_TEXT SECTION_
────────────────────────────────────────

Former Ottoman mosque in Rethymno, Crete

The Neradje Mosque or Neradjes (Τζαμί Νερατζέ, from Narenciye Camii), formerly known as the Gazi Hüseyin Pasha Mosque (Gazi Hüseyin Paşa Camii), is a former mosque located in the old town of Rethymno, on the island of Crete, Greece. Completed during the Ottoman era, the former mosque was abandoned in 1924, and the structure was repurposed as a music school.

== History ==
The building in the past was a Catholic monastery of the Augustinian Order named Santa Maria. After the conquest of Rethymno by the Ottomans, the monastery was turned into a mosque, named in honour of Gazi Hüseyin Pasha. Following the 1923 population exchange between Greece and Turkey and the departure of the Muslim population of Crete a year later in 1924, the building was turned into a music school.

The minaret was built in 1890, during the last years of Ottoman rule in Crete, by the engineer Georgios Daskalakis.

────────────────────────────────────────

_WHAT TO WORK ON_
a - Decide whether each statement agrees with the passage on the Neradje Mosque, and back each yes or no with the deciding words quoted from it: (i) The building was once a Catholic monastery. (ii) The minaret went up after Ottoman rule in Crete had ended. (iii) The structure was put to use as a music school.
b - Summarize the passage on the Neradje Mosque in two sentences.
c - Resume the passage on the Neradje Mosque after its final sentence.

_COLLECTED DATA_
────────────────────────────────────────

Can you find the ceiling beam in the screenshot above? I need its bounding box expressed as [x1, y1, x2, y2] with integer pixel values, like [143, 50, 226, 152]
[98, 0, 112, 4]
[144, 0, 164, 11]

────────────────────────────────────────

_EXPECTED ANSWERS_
a -
(i) Yes: "The building in the past was a Catholic monastery of the Augustinian Order named Santa Maria."
(ii) No: "The minaret was built in 1890, during the last years of Ottoman rule in Crete"
(iii) Yes: "the structure was repurposed as a music school"

b - The Neradje Mosque in the old town of Rethymno, Crete, was once the Augustinian monastery of Santa Maria, which the Ottomans converted into a mosque named for Gazi Hüseyin Pasha. Its minaret was added in 1890 by the engineer Georgios Daskalakis, and after the Muslim population left in 1924 the building became a music school.

c -
== Architecture ==
The building has a rectangular shape and three semicircular domes. The single minaret has two balconies and it the tallest structure in the town. The building has Renaissance elements, such as a circular skylight and Renaissance-style windows and door. The doorway of the former church consists of two semi-columns on each side with Corinthian-style columns and a separate pedestal for each, which support the trigos. Above the door and below the threshold there is an arch, and a large fork in the middle of the bow. Semi-elliptical niches have been opened between the two columns on each side. The composition is believed to be based on the work of Sebastiano Serlio.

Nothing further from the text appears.